AIM OF THE EXERCISE
Write out, word for word, every line from the one containing "the tree bark" through the last line of the records below, both ends included.
**** RAW DATA ****
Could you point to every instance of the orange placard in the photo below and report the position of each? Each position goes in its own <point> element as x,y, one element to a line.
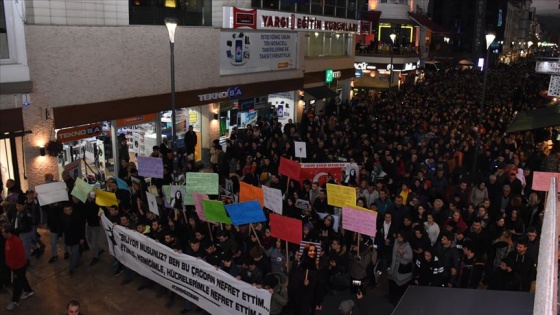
<point>80,132</point>
<point>136,120</point>
<point>249,192</point>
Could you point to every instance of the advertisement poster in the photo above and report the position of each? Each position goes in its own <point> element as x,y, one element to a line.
<point>284,104</point>
<point>249,52</point>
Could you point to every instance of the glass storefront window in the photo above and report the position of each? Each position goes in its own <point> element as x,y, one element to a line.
<point>327,44</point>
<point>189,13</point>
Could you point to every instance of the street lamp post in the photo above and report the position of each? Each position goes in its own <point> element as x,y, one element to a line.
<point>489,39</point>
<point>393,36</point>
<point>171,24</point>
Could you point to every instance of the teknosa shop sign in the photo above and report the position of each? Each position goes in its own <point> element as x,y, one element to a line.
<point>274,20</point>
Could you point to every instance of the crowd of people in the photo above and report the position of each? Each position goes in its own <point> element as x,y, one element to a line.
<point>449,214</point>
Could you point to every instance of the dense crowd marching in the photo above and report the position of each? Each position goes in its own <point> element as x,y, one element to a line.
<point>447,214</point>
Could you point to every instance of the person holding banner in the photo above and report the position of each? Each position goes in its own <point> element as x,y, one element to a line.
<point>302,282</point>
<point>16,261</point>
<point>91,210</point>
<point>73,228</point>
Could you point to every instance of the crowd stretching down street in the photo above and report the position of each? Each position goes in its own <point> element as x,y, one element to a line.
<point>445,217</point>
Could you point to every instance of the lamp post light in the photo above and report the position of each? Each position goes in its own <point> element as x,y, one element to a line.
<point>171,24</point>
<point>489,40</point>
<point>393,37</point>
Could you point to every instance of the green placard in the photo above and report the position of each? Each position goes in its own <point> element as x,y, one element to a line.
<point>215,211</point>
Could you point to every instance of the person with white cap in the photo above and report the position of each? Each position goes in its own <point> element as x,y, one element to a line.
<point>346,307</point>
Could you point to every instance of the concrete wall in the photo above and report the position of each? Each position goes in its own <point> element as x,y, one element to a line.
<point>72,12</point>
<point>73,65</point>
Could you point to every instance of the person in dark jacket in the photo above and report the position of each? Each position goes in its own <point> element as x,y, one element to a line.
<point>428,270</point>
<point>504,279</point>
<point>91,212</point>
<point>32,207</point>
<point>73,227</point>
<point>523,265</point>
<point>54,214</point>
<point>449,258</point>
<point>22,224</point>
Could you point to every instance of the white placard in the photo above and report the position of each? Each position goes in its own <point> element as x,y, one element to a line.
<point>152,203</point>
<point>273,199</point>
<point>249,52</point>
<point>300,149</point>
<point>213,289</point>
<point>51,193</point>
<point>150,167</point>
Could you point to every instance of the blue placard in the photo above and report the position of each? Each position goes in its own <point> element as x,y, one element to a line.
<point>245,212</point>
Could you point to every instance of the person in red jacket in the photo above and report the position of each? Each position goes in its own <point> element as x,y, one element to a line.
<point>17,262</point>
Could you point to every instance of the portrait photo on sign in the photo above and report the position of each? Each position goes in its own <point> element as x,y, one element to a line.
<point>177,197</point>
<point>312,249</point>
<point>352,171</point>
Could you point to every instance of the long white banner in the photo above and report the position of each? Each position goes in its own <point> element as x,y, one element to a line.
<point>213,290</point>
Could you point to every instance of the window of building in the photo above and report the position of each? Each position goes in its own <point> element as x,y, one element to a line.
<point>13,52</point>
<point>4,48</point>
<point>327,44</point>
<point>189,13</point>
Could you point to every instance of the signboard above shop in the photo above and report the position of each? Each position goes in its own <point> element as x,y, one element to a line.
<point>249,52</point>
<point>79,132</point>
<point>274,20</point>
<point>548,67</point>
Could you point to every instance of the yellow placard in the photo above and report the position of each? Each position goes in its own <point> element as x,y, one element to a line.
<point>105,198</point>
<point>340,196</point>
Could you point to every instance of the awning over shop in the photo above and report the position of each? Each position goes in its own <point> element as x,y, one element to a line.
<point>534,119</point>
<point>372,83</point>
<point>427,23</point>
<point>321,92</point>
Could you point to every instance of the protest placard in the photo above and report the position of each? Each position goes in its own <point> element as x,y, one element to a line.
<point>198,197</point>
<point>150,166</point>
<point>215,211</point>
<point>245,212</point>
<point>285,228</point>
<point>105,198</point>
<point>300,149</point>
<point>51,193</point>
<point>272,199</point>
<point>359,220</point>
<point>319,172</point>
<point>121,184</point>
<point>212,289</point>
<point>249,192</point>
<point>206,183</point>
<point>302,204</point>
<point>178,196</point>
<point>74,169</point>
<point>340,196</point>
<point>289,168</point>
<point>81,189</point>
<point>152,203</point>
<point>541,181</point>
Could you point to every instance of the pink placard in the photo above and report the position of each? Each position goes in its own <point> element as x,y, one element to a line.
<point>361,221</point>
<point>197,198</point>
<point>541,181</point>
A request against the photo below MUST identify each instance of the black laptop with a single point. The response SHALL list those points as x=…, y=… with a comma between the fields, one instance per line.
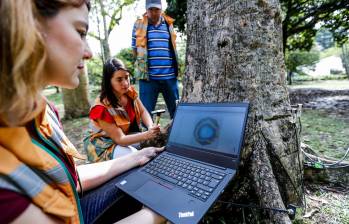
x=201, y=157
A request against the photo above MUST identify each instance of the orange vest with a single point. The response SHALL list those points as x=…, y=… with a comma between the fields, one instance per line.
x=29, y=168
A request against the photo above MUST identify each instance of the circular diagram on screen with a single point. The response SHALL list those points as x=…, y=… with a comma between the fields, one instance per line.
x=206, y=131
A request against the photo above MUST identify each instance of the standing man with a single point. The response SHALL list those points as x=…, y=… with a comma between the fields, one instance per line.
x=154, y=49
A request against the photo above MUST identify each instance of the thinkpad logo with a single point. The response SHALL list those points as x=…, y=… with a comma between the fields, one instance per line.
x=185, y=214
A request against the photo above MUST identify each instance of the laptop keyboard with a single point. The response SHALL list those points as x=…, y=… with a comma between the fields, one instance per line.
x=198, y=181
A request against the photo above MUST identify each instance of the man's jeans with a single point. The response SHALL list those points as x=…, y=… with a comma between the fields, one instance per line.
x=149, y=92
x=107, y=204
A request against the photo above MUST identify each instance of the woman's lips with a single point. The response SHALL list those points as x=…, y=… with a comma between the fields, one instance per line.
x=81, y=66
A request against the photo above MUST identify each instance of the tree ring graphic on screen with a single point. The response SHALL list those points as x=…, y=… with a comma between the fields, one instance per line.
x=206, y=131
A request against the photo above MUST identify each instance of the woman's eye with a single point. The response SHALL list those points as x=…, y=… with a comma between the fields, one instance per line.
x=82, y=34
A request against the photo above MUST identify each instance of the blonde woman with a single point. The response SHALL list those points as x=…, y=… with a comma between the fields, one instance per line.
x=42, y=43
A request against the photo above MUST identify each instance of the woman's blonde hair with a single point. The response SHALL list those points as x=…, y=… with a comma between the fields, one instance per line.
x=23, y=56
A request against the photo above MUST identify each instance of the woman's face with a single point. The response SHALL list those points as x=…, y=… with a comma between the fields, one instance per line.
x=65, y=40
x=120, y=82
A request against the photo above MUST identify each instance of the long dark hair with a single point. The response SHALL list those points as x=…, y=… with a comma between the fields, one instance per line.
x=109, y=68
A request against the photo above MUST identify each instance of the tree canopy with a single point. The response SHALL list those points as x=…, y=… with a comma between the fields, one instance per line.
x=301, y=20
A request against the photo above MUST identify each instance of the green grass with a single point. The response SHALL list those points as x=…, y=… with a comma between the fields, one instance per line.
x=326, y=134
x=333, y=51
x=324, y=84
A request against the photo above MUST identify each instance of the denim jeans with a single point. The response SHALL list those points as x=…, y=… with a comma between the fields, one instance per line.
x=107, y=204
x=149, y=92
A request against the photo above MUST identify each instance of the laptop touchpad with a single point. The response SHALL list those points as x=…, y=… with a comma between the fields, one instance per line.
x=153, y=192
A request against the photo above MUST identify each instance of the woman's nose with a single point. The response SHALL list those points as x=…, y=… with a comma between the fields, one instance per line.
x=87, y=53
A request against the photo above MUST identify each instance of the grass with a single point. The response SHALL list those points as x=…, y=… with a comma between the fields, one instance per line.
x=326, y=134
x=324, y=84
x=333, y=51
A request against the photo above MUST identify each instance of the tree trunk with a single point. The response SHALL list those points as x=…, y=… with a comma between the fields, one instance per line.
x=76, y=101
x=234, y=53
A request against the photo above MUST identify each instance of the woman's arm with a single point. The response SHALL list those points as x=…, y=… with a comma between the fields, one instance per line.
x=118, y=136
x=95, y=174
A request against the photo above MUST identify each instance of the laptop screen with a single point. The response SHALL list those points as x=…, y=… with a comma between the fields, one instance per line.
x=218, y=127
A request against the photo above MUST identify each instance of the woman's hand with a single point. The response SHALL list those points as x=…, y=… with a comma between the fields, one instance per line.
x=152, y=132
x=144, y=155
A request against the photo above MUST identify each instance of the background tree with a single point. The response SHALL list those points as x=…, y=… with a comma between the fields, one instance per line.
x=295, y=59
x=106, y=14
x=76, y=101
x=324, y=39
x=345, y=58
x=234, y=53
x=300, y=21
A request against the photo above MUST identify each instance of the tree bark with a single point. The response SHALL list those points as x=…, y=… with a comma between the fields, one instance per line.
x=76, y=101
x=234, y=53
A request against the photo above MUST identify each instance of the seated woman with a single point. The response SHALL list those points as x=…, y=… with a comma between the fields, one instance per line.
x=116, y=116
x=44, y=43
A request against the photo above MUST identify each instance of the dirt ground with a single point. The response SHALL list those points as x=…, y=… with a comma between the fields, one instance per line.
x=324, y=203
****
OUTPUT FOR THIS EXERCISE
A request against the photo above MUST identify each instance of the tree bark with a single point. The response SHALL list those points as x=…, y=… with a comma between the fields, one instance per line.
x=76, y=101
x=234, y=53
A request against the photo above MUST identify each instance of the seated woman with a single point. The response SHALL list those points as x=…, y=… with a comma between the fields, one instance per line.
x=116, y=116
x=44, y=43
A request against the photo above MUST identify each instance of the dirt ground with a single point. The response SHALL list those points as x=…, y=… with a comma between the fields, one instance per line.
x=324, y=203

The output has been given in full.